The optimal size of the energy storage system is shown in Equation (6).

$$Storage system size=\frac{|E_B^{max}-E_B^{min}|}{DO{D}_{max}}$$

(6)

where $DO{D}_{max}$ is assumed to be 80% as the maximum depth of discharge, while $E_B^{max}\mathrm{and} E_B^{min}$ are the maximum and minimum values of energy, respectively.

3. Optimization Problem Definition

The power systems nowadays, with the great achievements in technology, have to be operated in an optimal way. Due to the increase in the share of renewable energy in power systems, the presence of energy storage systems is essential.

In this research, the sizing and optimal positioning of the energy storage systems acts as a variable to achieve the minimization of many cost objectives as a multi-objective optimization problem namely minimum power losses cost ($C_L)$, minimum voltage deviation cost ($C_D)$ and minimum peak demand cost ($C_P)$.

$$C_L=min(({{\displaystyle \sum }}_{K=1}^{N_L}{G}_k[V_{i }^2+V_j^2-2\left|V_i\right|\left|V_j\right|cos{\delta }_i-{\delta }_j])\times {\gamma }_L)$$

(7)

$$C_D=min(({{\displaystyle \sum }}_{i=1}^{N_L}1-V_i)\times {\gamma }_D)$$

(8)

$$C_P=min(P_{max}\times \Delta t\times {\gamma }_P)$$

(9)

where $N_L$ is the maximum number of power lines connected in the power system; $G_k$ is the conductance value in the transmission line ‘$K$’; the sending-end as well as the receiving-end line voltages can be represented as $V_i$ and $V_j$; the voltage angles of the line can be given as ${\delta }_i$ and ${\delta }_j;$ while $P_{max}$ is the maximum real power at the reference bus in a certain range of time. ${\gamma }_L$, ${\gamma }_D$ and ${\gamma }_P$ are the rate of the line losses cost, rate of the voltage deviation cost and rate of the peak demand cost, respectively. The rates of cost were assumed to be ${\gamma }_L=284 \mathrm{USD}/\mathrm{MWh}$, ${\gamma }_D=142 \mathrm{USD}/\mathrm{MWh}$ and ${\gamma }_P=200,000\frac{\mathrm{USD}}{\mathrm{MWh}}/\mathrm{year}$ according to [4].

- [Stored data entries]:
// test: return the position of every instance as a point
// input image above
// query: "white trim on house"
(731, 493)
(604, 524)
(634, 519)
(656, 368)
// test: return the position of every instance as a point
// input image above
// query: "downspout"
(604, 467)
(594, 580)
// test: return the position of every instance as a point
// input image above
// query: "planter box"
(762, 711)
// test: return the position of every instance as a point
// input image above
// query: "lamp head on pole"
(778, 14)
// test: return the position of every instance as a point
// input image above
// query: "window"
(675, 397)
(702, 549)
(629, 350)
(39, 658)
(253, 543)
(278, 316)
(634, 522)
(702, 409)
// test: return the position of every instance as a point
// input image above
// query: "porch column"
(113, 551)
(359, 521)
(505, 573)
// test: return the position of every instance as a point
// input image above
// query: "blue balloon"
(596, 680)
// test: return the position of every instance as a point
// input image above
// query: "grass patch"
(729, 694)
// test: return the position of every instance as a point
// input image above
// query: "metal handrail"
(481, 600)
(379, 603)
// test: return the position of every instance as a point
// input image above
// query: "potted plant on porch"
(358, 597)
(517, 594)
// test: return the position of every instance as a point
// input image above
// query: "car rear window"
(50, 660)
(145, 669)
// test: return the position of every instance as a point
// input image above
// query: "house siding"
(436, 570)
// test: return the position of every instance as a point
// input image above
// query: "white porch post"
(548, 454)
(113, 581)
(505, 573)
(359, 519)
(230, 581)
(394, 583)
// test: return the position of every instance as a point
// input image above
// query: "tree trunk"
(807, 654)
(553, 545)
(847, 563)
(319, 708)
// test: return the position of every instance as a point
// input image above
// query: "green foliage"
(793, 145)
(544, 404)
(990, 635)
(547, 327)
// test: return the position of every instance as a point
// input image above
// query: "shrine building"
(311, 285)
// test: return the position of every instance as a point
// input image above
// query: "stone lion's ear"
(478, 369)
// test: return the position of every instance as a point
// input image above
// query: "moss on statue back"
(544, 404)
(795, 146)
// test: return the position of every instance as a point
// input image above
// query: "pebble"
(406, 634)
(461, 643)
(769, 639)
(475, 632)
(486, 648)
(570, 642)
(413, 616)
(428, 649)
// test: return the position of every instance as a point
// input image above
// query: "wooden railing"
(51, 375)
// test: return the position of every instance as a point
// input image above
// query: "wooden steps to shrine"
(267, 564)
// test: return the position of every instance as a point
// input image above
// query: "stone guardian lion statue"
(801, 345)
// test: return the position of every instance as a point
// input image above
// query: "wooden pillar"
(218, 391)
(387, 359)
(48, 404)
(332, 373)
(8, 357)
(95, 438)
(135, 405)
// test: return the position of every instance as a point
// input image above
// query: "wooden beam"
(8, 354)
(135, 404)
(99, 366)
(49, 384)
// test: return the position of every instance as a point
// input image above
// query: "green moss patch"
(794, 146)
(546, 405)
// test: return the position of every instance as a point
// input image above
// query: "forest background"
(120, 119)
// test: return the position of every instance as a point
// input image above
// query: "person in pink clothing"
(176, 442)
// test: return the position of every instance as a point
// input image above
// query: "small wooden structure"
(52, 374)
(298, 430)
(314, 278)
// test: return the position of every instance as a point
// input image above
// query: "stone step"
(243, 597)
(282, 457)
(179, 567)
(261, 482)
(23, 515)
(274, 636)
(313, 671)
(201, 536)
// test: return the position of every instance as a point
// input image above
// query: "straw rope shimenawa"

- [TASK TO CARRY OUT]: Please continue the passage on optimizing energy storage systems, picking up after its final sentence.

- [RESPONSE BOX]:
The multi-objective optimization is solved by two different methods, namely, the weighting method ($C_W),$ assuming all objectives have the same weights, and the normalization method ($C_N),$ by solving each optimization problem as a single objective for each objective and then applying (11).

$$C_W=\frac{1}{3}{C}_L+\frac{1}{3}{C}_D+\frac{1}{3}{C}_P$$

(10)

$$C_N=\frac{1}{optimal{C}_L }{C}_L+\frac{1}{optimal C_D}{C}_D+\frac{1}{optimal C_P }{C}_P$$

(11)

The variables of the optimization process are simply the buses that will host the energy storage systems and the capacities of the energy storage systems.

The optimization process is subjected to many constraints related to energy storage boundary limits during operation and also power system operation constraints in terms of voltage limits, transmission lines’ thermal limits and power stations’ generation limits.

• Energy storage constraints

$$P_{Charging}^t \ge P_{Bmin}$$

(12)

$$P_{Discharging}^t \le P_{Bmax}$$

(13)

$$E_{Bmin} \le E_B^t \le E_{Bmax}$$

(14)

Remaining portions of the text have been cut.